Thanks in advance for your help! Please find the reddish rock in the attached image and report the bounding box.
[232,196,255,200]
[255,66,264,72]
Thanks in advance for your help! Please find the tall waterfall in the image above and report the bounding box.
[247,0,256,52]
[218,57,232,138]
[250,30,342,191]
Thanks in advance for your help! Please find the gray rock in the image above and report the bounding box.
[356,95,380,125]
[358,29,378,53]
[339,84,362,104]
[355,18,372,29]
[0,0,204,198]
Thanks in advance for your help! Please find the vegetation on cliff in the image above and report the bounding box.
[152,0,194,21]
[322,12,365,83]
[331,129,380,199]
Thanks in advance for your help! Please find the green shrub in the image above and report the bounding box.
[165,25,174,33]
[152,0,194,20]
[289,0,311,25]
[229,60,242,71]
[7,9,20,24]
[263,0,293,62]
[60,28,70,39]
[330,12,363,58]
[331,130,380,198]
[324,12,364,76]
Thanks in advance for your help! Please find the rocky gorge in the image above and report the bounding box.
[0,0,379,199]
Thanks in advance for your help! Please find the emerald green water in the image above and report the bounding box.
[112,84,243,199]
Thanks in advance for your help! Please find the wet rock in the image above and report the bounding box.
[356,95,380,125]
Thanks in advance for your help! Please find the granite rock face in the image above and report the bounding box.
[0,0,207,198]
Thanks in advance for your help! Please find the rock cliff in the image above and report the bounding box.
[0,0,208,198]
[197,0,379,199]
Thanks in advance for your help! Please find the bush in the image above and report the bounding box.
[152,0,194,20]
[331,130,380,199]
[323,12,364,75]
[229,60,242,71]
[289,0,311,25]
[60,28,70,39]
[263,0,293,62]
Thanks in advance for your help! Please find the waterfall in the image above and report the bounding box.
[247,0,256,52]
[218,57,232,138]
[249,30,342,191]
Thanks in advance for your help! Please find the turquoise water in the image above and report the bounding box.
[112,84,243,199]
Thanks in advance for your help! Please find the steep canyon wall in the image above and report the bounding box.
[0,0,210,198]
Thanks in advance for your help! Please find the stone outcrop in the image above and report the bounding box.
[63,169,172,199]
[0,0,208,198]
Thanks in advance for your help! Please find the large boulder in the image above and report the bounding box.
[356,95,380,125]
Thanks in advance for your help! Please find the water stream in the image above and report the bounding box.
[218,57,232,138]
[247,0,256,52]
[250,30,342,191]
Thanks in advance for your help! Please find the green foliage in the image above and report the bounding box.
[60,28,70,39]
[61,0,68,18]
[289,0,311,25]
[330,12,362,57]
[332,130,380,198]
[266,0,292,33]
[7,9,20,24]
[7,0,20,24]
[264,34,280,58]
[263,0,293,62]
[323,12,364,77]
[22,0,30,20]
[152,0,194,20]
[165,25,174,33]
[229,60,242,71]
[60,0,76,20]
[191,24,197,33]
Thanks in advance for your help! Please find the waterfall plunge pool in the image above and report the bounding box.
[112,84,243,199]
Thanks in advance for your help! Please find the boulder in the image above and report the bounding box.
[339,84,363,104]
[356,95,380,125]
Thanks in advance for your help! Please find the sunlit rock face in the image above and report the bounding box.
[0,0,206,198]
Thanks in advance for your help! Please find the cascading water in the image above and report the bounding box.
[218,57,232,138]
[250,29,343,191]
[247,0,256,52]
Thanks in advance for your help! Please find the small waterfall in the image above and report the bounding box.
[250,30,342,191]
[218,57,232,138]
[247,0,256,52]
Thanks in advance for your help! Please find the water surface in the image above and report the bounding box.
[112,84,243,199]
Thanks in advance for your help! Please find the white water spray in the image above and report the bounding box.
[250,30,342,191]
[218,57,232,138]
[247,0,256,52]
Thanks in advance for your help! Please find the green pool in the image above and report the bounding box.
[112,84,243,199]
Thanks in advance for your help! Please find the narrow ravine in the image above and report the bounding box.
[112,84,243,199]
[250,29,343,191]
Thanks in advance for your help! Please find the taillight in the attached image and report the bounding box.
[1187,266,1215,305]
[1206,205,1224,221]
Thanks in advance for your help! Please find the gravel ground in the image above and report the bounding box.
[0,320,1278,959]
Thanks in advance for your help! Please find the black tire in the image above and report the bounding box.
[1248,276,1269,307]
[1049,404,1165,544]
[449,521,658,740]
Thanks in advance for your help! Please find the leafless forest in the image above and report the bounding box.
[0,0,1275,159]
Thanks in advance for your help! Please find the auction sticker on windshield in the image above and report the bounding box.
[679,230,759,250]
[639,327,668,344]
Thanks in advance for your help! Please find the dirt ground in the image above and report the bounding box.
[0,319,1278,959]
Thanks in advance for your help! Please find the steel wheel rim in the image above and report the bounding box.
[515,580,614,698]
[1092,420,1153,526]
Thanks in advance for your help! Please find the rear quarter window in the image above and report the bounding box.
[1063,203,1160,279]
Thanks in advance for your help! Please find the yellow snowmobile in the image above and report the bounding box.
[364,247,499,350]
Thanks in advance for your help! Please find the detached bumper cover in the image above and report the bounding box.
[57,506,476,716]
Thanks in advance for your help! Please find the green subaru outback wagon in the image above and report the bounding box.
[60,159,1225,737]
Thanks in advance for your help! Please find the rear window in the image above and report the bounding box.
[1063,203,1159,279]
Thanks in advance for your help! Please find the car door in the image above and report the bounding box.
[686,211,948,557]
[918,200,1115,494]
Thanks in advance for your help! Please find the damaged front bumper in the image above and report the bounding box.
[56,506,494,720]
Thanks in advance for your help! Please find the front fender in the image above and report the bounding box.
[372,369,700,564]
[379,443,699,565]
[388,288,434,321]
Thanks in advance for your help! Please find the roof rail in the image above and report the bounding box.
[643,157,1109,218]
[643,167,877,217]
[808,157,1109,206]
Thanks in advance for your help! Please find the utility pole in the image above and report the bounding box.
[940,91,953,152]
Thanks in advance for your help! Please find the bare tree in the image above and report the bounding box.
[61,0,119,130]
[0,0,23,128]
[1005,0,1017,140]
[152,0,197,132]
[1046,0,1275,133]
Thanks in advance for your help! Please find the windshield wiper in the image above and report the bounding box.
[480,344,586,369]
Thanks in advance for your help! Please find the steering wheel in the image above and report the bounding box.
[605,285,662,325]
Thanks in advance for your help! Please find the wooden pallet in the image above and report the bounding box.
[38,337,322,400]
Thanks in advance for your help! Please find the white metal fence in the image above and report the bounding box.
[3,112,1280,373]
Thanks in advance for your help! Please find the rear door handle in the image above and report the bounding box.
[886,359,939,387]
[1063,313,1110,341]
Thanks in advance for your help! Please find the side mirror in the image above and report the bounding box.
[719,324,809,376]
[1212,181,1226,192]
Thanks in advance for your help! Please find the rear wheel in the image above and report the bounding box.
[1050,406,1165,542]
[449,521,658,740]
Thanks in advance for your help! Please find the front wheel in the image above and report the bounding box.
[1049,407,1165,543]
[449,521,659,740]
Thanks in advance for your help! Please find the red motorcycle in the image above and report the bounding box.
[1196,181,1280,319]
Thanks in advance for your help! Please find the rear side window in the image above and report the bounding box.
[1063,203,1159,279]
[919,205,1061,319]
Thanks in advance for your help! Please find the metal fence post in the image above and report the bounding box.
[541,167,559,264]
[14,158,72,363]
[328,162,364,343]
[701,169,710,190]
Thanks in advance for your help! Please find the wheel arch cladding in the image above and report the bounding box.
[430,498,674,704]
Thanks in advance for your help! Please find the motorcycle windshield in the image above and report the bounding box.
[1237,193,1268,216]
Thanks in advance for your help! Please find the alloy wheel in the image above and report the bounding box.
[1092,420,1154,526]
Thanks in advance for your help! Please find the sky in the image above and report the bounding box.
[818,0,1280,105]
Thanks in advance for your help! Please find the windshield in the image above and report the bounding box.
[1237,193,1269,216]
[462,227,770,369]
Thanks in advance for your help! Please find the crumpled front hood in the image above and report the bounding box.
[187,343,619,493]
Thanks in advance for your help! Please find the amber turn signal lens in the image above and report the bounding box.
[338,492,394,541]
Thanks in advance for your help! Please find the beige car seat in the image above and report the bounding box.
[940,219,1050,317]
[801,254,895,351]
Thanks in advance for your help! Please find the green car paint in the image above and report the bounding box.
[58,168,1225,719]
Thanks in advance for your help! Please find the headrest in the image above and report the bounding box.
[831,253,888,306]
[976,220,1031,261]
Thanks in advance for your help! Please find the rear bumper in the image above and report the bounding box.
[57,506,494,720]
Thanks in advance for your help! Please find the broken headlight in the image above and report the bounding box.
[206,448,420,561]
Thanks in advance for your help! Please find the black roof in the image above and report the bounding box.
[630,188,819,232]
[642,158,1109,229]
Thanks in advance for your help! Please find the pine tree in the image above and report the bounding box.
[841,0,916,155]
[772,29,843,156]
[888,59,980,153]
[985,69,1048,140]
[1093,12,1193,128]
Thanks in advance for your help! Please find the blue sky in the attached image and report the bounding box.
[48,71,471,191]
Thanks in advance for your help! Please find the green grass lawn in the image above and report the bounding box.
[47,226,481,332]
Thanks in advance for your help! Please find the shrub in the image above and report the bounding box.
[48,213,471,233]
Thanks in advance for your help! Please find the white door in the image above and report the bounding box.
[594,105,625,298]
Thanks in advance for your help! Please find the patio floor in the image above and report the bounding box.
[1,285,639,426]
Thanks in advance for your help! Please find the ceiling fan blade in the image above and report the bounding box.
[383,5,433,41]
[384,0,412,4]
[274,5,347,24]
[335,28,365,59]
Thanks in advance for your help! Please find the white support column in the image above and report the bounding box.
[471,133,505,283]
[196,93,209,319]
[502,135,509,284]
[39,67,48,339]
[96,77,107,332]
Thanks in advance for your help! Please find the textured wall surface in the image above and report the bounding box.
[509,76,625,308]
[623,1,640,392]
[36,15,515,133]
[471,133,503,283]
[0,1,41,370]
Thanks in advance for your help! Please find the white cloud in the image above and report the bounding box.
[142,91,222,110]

--*--

- [WORK TO BE COMPLETED]: Beginning at the line with "Thanks in advance for your help! Please find the white door" and ending at the last line of the entries, print every line exactly.

- [RESPONSE BOX]:
Thanks in advance for your help! Please find the white door in the image above and report the bounding box.
[594,105,625,298]
Thanks in advance for your help! Please find the patio floor in the image above and report the bounding box.
[1,285,639,426]
Thanks in advance for your help! Please find the ceiling fan blade in the image above and report the bounding box.
[383,5,433,41]
[384,0,412,4]
[274,5,347,24]
[335,28,365,59]
Thanks in advance for your help! Please find the white support column in the image above and report the bounding box.
[471,133,505,283]
[196,93,209,319]
[502,135,509,284]
[39,67,48,339]
[96,77,107,332]
Thanks in advance for your help! Please find the textured wall surface in the image above and report the bounding box.
[509,76,625,308]
[623,1,640,392]
[36,15,515,133]
[471,133,503,283]
[0,1,41,370]
Thanks in advance for your help! Please find the white cloud in the image above and report the bounding box.
[142,91,222,110]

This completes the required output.